Supplied records:
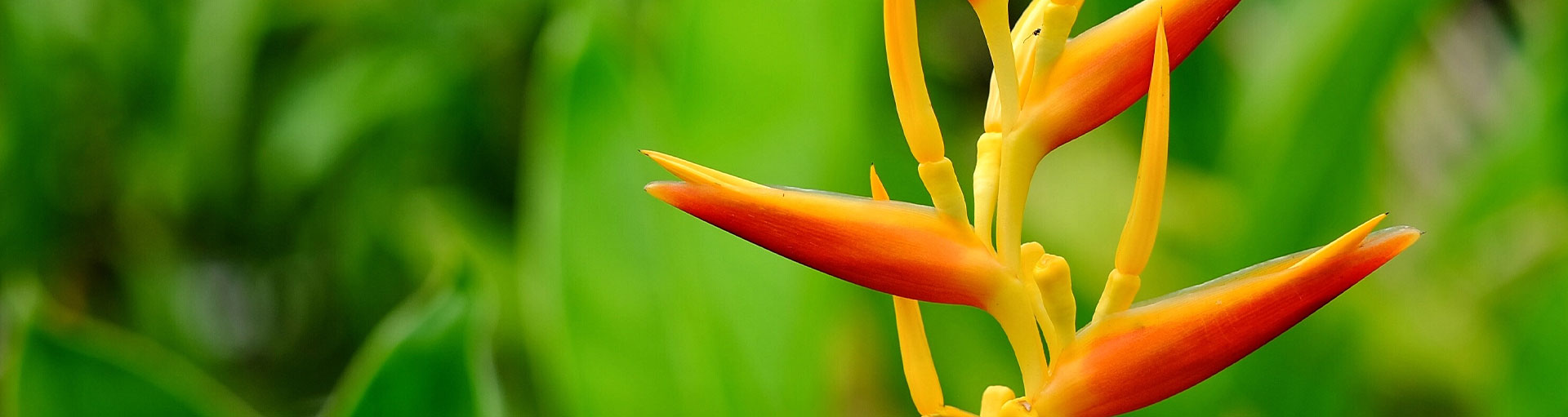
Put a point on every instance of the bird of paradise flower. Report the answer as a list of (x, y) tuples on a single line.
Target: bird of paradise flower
[(1046, 91)]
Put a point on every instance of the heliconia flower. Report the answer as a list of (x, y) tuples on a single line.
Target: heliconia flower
[(1048, 90), (889, 246), (1106, 69)]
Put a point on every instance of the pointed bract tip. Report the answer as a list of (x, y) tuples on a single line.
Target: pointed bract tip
[(1155, 350), (697, 173), (1343, 245)]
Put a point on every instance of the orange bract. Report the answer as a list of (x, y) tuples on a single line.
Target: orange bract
[(1128, 357)]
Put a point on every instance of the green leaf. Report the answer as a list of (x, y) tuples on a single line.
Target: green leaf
[(66, 364), (427, 357)]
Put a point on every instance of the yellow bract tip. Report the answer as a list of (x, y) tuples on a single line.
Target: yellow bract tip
[(1343, 245), (879, 192), (993, 400), (697, 173)]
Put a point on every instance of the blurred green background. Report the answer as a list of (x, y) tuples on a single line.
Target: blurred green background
[(352, 207)]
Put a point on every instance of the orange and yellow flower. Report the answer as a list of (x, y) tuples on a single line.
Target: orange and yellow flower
[(1046, 91)]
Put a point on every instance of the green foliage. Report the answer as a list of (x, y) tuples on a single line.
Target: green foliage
[(235, 207)]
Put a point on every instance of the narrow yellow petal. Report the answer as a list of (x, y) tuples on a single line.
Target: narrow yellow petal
[(1143, 218), (952, 411), (1056, 24), (879, 192), (1000, 41), (988, 160), (918, 367), (1013, 309), (941, 182), (1344, 243), (1054, 281), (920, 370), (1118, 294), (908, 82)]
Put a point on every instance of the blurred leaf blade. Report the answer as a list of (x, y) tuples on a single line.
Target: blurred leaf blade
[(427, 357), (66, 364)]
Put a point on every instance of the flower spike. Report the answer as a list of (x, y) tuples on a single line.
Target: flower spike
[(889, 246), (1136, 357)]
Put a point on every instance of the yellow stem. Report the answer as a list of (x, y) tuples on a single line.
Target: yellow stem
[(920, 370), (1000, 41), (993, 400), (1013, 311), (908, 82), (1054, 281), (918, 367), (988, 158)]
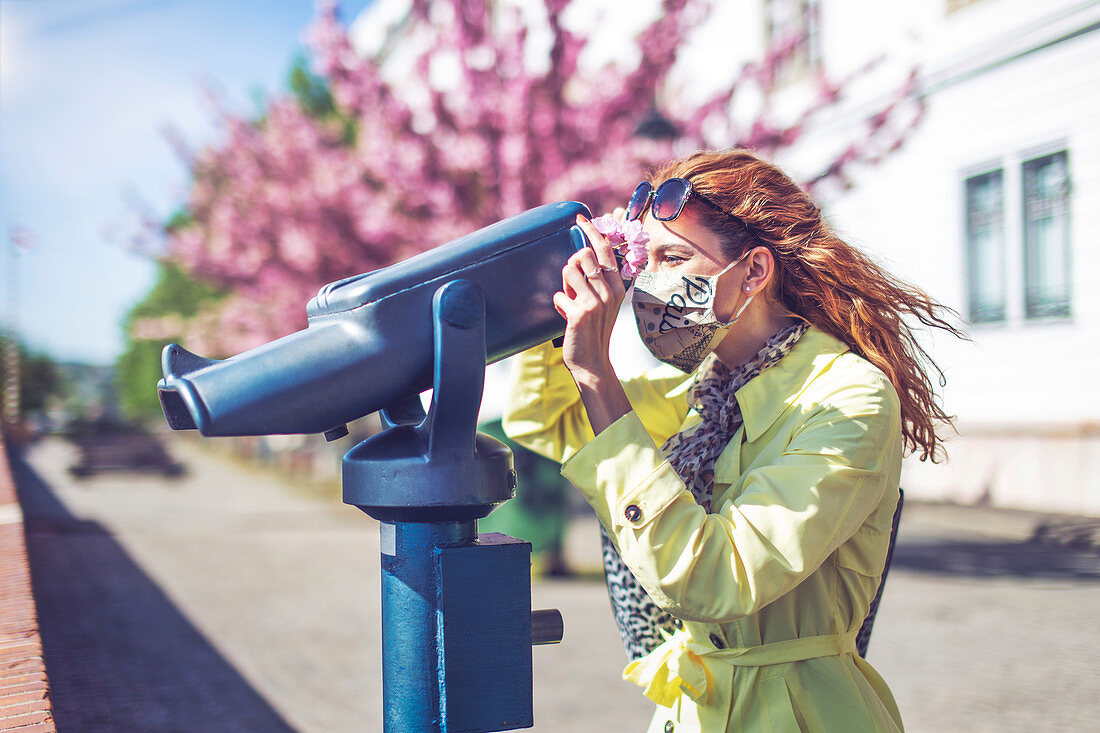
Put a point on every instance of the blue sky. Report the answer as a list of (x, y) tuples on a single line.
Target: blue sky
[(86, 89)]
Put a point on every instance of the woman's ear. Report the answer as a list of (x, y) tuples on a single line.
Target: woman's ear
[(760, 267), (748, 277)]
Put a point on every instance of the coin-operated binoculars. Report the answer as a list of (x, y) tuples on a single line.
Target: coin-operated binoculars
[(457, 616)]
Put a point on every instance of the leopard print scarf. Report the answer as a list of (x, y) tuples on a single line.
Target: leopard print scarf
[(642, 624)]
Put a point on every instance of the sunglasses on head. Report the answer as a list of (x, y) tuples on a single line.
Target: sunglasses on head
[(668, 201)]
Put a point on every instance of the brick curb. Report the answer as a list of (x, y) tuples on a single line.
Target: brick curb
[(24, 688)]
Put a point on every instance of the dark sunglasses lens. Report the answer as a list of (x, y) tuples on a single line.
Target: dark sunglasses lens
[(638, 200), (670, 199)]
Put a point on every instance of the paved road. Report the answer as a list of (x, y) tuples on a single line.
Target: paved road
[(227, 601)]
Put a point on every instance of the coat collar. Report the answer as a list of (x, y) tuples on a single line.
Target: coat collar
[(765, 397)]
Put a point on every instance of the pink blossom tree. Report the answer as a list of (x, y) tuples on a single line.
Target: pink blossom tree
[(303, 197)]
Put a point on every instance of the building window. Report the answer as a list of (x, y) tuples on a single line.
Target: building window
[(1018, 240), (793, 22), (1046, 236), (985, 236)]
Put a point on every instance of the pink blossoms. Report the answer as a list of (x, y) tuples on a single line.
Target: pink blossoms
[(628, 239)]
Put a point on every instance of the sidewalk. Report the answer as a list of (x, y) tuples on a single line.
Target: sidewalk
[(229, 601)]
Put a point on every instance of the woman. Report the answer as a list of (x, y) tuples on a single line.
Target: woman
[(751, 500)]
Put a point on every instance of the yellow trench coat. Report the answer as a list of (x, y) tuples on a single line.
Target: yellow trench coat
[(773, 586)]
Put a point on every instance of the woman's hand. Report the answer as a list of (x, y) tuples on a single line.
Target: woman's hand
[(591, 294)]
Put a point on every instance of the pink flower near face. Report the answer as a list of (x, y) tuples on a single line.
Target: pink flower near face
[(628, 239)]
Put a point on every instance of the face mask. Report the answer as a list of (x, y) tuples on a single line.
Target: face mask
[(675, 316)]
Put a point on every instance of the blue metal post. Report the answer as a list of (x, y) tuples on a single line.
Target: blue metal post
[(410, 588)]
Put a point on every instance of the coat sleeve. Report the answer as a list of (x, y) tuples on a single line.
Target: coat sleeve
[(545, 413), (788, 517)]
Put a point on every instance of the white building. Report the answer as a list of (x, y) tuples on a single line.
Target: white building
[(986, 206)]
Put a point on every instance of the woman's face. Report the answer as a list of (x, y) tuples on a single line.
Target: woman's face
[(686, 245), (683, 244)]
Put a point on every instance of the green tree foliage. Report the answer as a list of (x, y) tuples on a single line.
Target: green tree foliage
[(39, 379), (174, 298)]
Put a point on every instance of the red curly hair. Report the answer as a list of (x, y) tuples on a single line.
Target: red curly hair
[(823, 280)]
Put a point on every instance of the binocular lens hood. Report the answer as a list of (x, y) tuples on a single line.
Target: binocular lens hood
[(369, 342)]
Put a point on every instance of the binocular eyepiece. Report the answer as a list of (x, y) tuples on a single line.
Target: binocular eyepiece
[(369, 342)]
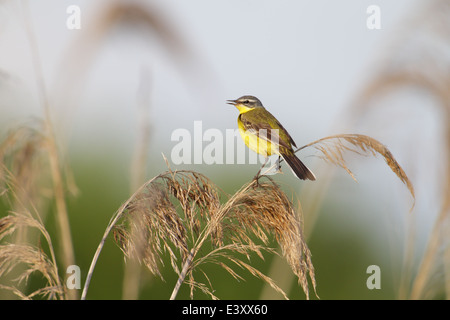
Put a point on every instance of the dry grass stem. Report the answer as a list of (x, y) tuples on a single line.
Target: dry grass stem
[(332, 150), (178, 213)]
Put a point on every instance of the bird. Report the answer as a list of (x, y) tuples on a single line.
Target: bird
[(265, 135)]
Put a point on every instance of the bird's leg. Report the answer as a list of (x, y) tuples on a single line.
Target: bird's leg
[(259, 171)]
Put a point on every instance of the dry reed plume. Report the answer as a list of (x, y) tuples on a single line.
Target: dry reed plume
[(179, 213)]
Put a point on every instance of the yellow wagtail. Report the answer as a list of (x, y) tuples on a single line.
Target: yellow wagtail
[(263, 134)]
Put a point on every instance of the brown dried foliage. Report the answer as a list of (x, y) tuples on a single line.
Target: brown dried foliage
[(179, 212)]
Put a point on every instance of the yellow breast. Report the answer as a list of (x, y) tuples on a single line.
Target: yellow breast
[(252, 141)]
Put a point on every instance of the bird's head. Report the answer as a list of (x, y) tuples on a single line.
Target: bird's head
[(246, 103)]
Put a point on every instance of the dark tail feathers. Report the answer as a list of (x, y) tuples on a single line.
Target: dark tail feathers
[(299, 169)]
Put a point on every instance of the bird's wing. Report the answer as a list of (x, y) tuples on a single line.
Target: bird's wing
[(264, 131)]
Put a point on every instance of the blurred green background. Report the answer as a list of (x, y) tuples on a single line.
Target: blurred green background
[(135, 72)]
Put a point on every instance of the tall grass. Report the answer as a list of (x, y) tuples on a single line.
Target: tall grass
[(181, 216)]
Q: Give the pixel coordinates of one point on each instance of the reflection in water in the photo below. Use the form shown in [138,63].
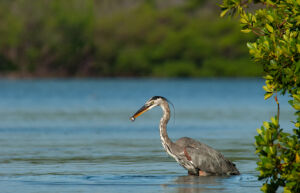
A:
[193,184]
[77,133]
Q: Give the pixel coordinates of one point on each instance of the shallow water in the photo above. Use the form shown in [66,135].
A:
[75,135]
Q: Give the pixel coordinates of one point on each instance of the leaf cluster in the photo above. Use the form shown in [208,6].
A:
[276,25]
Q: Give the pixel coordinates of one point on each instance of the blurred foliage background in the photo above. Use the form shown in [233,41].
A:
[109,38]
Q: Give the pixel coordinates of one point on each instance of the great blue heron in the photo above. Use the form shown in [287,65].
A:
[198,158]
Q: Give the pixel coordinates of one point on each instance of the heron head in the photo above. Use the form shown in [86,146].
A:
[152,102]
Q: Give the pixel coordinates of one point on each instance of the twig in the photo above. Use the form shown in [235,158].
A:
[278,108]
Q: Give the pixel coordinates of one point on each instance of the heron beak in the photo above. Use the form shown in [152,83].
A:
[139,112]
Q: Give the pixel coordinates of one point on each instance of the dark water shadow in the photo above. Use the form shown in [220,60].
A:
[193,184]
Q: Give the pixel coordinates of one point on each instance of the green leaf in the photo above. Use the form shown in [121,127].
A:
[246,30]
[270,18]
[223,13]
[269,28]
[268,95]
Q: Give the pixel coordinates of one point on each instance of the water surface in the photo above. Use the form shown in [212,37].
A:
[75,135]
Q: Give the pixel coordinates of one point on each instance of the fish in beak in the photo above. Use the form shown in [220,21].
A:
[140,112]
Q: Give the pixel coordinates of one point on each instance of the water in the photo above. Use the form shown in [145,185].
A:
[75,135]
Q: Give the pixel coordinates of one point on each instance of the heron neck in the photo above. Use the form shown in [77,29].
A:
[163,125]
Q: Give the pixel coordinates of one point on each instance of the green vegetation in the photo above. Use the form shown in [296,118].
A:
[121,38]
[277,48]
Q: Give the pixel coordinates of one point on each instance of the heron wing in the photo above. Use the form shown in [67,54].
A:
[206,158]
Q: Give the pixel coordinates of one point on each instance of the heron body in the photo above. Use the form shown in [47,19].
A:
[198,158]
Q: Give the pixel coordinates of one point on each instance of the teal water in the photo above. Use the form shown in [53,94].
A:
[75,135]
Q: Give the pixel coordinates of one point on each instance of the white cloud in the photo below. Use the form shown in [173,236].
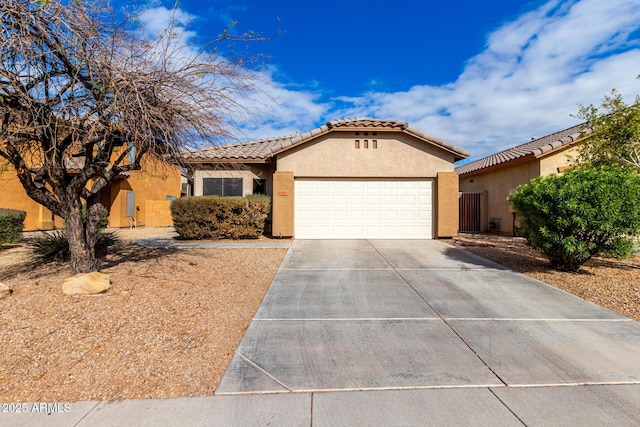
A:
[156,20]
[529,79]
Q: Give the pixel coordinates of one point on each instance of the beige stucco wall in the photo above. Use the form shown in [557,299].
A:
[447,192]
[549,164]
[13,196]
[283,203]
[499,184]
[155,182]
[397,155]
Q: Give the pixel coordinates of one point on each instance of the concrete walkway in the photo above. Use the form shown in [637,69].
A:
[406,333]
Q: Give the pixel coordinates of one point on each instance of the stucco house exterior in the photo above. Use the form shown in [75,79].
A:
[139,197]
[351,178]
[486,184]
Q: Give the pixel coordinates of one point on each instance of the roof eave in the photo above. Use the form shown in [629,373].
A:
[508,163]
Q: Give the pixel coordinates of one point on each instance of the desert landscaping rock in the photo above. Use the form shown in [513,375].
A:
[168,327]
[5,291]
[86,284]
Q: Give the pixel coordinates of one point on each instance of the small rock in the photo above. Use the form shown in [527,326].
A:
[86,284]
[5,291]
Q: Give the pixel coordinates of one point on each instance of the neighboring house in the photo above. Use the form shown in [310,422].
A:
[351,178]
[138,197]
[486,184]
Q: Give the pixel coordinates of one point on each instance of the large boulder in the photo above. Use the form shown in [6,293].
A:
[5,291]
[86,284]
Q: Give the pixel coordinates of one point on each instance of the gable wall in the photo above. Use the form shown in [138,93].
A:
[335,155]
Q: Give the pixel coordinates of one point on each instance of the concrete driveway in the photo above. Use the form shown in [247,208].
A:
[402,331]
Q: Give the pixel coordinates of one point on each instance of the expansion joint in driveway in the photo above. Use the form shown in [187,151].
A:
[440,316]
[259,369]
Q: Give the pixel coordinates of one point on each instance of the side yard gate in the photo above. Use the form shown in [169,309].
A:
[470,214]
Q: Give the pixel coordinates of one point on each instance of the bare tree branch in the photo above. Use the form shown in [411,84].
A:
[79,91]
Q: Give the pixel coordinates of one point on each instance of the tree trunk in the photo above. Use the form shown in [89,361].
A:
[83,259]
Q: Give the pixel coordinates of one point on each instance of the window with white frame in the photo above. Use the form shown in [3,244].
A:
[223,187]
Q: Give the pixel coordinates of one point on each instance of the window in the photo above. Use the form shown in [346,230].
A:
[223,187]
[131,155]
[259,186]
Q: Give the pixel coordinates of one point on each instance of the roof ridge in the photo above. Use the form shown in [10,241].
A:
[535,146]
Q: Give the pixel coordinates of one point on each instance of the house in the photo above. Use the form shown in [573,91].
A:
[351,178]
[139,197]
[486,184]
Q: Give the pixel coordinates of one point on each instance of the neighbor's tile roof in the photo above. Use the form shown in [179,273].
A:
[265,148]
[534,148]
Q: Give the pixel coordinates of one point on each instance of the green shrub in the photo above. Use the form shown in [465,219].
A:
[213,217]
[585,212]
[11,225]
[53,246]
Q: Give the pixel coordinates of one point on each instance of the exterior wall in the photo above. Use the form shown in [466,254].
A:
[283,204]
[498,184]
[397,155]
[155,182]
[158,213]
[248,173]
[447,192]
[12,195]
[549,164]
[501,182]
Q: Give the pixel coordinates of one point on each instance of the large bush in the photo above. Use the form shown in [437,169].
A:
[584,212]
[213,217]
[11,225]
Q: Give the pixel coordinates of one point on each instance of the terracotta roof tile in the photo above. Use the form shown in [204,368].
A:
[265,148]
[535,148]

What is required:
Copy out each line of the records where the word "heron" appears.

Output of the task:
Q: Give the pixel coordinates of one point on each instance of the great blue heron in the photo above. Use the form shown in [287,65].
Q: Give the pixel coordinates of one point on each instance of the heron head in the photo above. Use the form shown in [86,146].
Q: Give the pixel coordinates of one point on each instance of the heron beak in the photo above. Use the form shown in [152,83].
Q: Give the pixel coordinates of one point on each instance of the heron neck in the photo above. Use the form shown in [77,29].
Q: Give the pixel coordinates of one point on each instance of the heron wing in the photo above. Use the form shown in [67,54].
Q: Give the pixel coordinates of one point on each instance of the heron body in the photo above. Use the form shown in [47,19].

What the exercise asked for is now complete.